* Text shown *

+ + + + +

Creating a generator for primes in the style of SICP

Question

In a future course, I'll be having a discipline that uses Python with an emphasis of using sequences and generators and that kind of stuff inn Python.

I've been following an exercise list to exercise these parts. I'm stuck on an exercise that asks for a prime generator. Up until now, I haven't used Python very much, but I've read and done most of the exercises in SICP. There, they present the following program that makes use of the sieve of Eratosthenes to generate a lazy list of primes.

(define (sieve stream)
  (cons-stream
   (stream-car stream)
   (sieve (stream-filter
           (lambda (x)
             (not (divisible? x (stream-car stream))))
           (stream-cdr stream)))))

(define primes (sieve (integers-starting-from 2)))

In Python, from what I have read, the closest thing is generators So I tried translating it to the following.

import itertools
def sieve(seq):
    n = next(seq)
    yield n
    sieve(filter(lambda x: x % n != 0, seq))

def primes():
    return sieve(itertools.count(2))

print(list(itertools.islice(primes(),10)))

But it prints only [2]. I figure that this is because the result of the recursive call to sieve is just discarded, instead of running the function again, as I first expected.

To try to remedy this, I tried using a loop instead:

def sieve(seq):
    def divisible(n):
        return lambda x: x % n != 0
    while True:
        n = next(seq)
        yield n
        seq = sieve(filter(divisible(n), seq))

This works insofar as that I can generate the first 9 primes, but if I ask for the tenth a RecursionError is raised.

So, my question is how can I improve this to be able to calculate larger primes?

PS: There is already a proposed implementation of a sieve generator in https://stackoverflow.com/a/568618/6571467, but it explicitly deals with the previous primes in the sieve. Whereas in the lazy list paradigm, the objective is to abstract from the order the operations are actually executed.

The lazy paradigm relies on tail-call optimization (TCO) to avoid growing the call stack every time you try to add another filter to the stream of candidate. Python, unfortunately, doesn't implement TCO. (Effectively, the call stack itself is what stores the previous primes, and Python doesn't allow it to grow without limit.) — chepner, Jul 04 '20 at 15:52
Be aware that despite common misconceptions, that's not actually a sieve of Eratosthenes. [It's a highly inefficient form of trial division.](https://www.cs.hmc.edu/~oneill/papers/Sieve-JFP.pdf) — user2357112 supports Monica, Jul 04 '20 at 21:59
In contrast, the sieve in [your link](https://stackoverflow.com/a/568618) is an actual lazy sieve. — user2357112 supports Monica, Jul 04 '20 at 22:04
user2357112 supports Monica Thank you for the paper. I hadn't realised that the filtering done in SICP was fundamentally different from the crossing of of multiples in the original sieve. Although I do not understand the code shown, since I never learnt Haskell and can't figure out what they do. — tigre200, Jul 05 '20 at 14:02

tobias_k · Accepted Answer · 2020-07-05T14:54:28.257

For you first version, you can just use yield from to yield from the recursive call:

def sieve(seq):
    n = next(seq)

+ + + + +

* Dataset excerpt *
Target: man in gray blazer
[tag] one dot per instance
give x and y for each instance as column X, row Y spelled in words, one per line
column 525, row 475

+ + + + +

* What this exercise asks *
1/ In the thread on the Python prime generator, what happens when the loop version is asked for the tenth prime?
2/ Retype the part of the prime generator thread from "(sieve (stream-filter" up to and including "to the following.".

* The solutions *
1/ A RecursionError is raised.

2/
(sieve (stream-filter
           (lambda (x)
             (not (divisible? x (stream-car stream))))
           (stream-cdr stream)))))

(define primes (sieve (integers-starting-from 2)))

In Python, from what I have read, the closest thing is generators So I tried translating it to the following.